-- Document extract --
^^^^^^^^^^^^^^^^

Chapter 12: Descriptive Statistics* Flashcards
Descriptive statistics
statistics that describe and summarize the data collected, which includes measures of central tendency, variability, and covariation
Effect-size
the magnitude of an effect observed, either to the extent to which 2 variables are associated or the size of the difference in scores between groups
Cohen’s d
an effect size estimate that is the standardized mean difference in scores between two groups (expressed in units of standard deviations)
Correlation coefficient
a statistic that describes how strongly two variables are related to one another or the degree to which they covary
When is pearson r used?
when both variables have interval or ratio-scale properties (i.e. continuous variables); when detecting linear relationships, NOT curvilinear (will be r=0 but may have a non-linear relationship)
Restriction of range
when only a subset of a variable’s possible values are sampled or observed, which can lead to misleading null or attenuated correlations
Regression equation
Y= a + bX; an equation that represents a line drawn to best fit a set of data points, allowing one to predict values of one variable based on another variable
Criterion variable
outcome variable that is being predicted in a regression analysis
Predictor variable
variable used to predict changes in the criterion (or outcome) variable in regression analysis
Multiple correlation (R)
a correlation between a combined set of predictor variables and one criterion variable
Multiple regression
extension of the correlation technique that models the extent to which 1 or more predictor variables are related to one criterion variable
Frequency distribution
a representation of how often each score was observed, arranged from lowest to highest score
Outliers
scores that are very different from the rest of the scores in the dataset, also known as extreme scores; larger effect on small sample sizes
Bar graph
a graph using bars to depict frequencies of responses, percentages, or means in 2 or more groups
Pie chart
a circular graph in which frequencies or percentages are represented as slices of a pie
Histogram
type of bar graph used when the variable on the x-axis is continuous, with each bar touching adjacent bars
Mean or arithmetic average
obtained by summing scores then dividing this sum by the number of scores; for interval and ratio scale data; not outlier robust
Normal distribution
distribution of scores for continuous variables, in which majority of the scores cluster around the mean, with fewer scores as they fall further from the mean
Standard deviation (s)

^^^^^^^^^^^^^^^^

-- Supplied records --

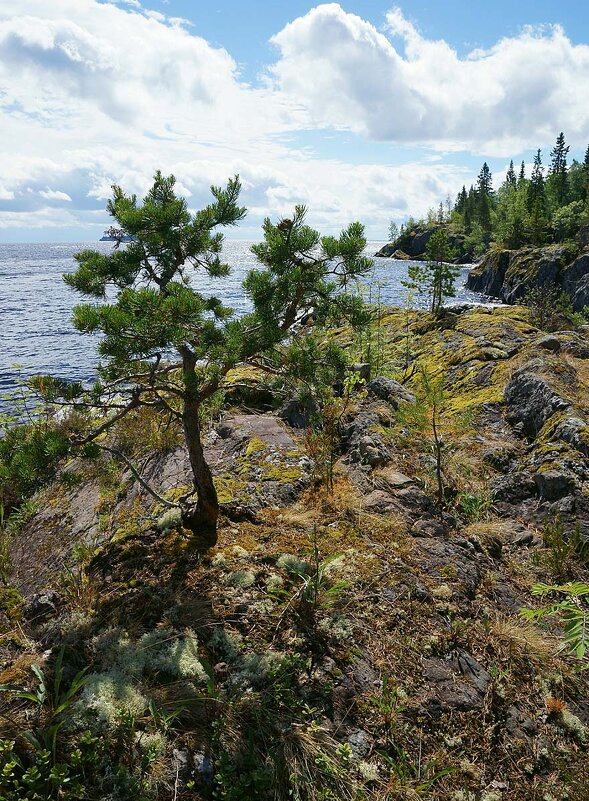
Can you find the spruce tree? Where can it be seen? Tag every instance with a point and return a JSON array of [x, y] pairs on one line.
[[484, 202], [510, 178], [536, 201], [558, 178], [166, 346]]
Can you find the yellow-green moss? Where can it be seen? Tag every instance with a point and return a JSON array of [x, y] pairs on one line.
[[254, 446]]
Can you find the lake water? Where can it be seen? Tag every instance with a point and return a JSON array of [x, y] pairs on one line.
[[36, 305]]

^^^^^^^^^^^^^^^^

-- Tasks for this exercise --
1. Answer these questions from the descriptive statistics flashcards.
(a) In what units is Cohen's d expressed?
(b) How do the bars of a histogram sit relative to one another?
(c) What equation is given for the regression equation?
2. Copy everything from "Restriction of range" down to "Multiple correlation (R)" in the descriptive statistics flashcards, word for word.
3. Carry on the descriptive statistics flashcards from the point where they stop.

-- Answers for the exercise --
1.
(a) Cohen's d is expressed in units of standard deviations.
(b) Each bar touches the bars next to it.
(c) Y= a + bX

2.
Restriction of range
when only a subset of a variable’s possible values are sampled or observed, which can lead to misleading null or attenuated correlations
Regression equation
Y= a + bX; an equation that represents a line drawn to best fit a set of data points, allowing one to predict values of one variable based on another variable
Criterion variable
outcome variable that is being predicted in a regression analysis
Predictor variable
variable used to predict changes in the criterion (or outcome) variable in regression analysis
Multiple correlation (R)

3.
average deviation of scores from the mean; square root of the variance
Frequency polygons
graphs of frequencies for continuous variables, in which the frequency of each score is plotted on the vertical axis and these points are connected by straight lines
Central tendency
a single number or value that attempts to summarize all of the data, describing the typical score or where most of the scores fall
Median
a measure of central tendency defined as the middle score in a distribution that divides the distribution in half (or an average of 2 middle scores); calculated for continuous and ordinal variables; outlier robust
Mode
a measure of central tendency defined as the most frequent score in a distribution of scores; calculated for variables in an interval, ratio, ordinal, or nominal scale
Variability
the amount of dispersion for scores (for continuous variables) around some central value
Variance (s^2)
a measure of the variability of scores about a mean; sum of squared deviations around mean divided by N-1; higher variance = greater variability
Range
Max score - min score
Why use Cohen’s d?
allows us to make direct comparisons when groups have different units of measurement
Coefficient of determination (r^2)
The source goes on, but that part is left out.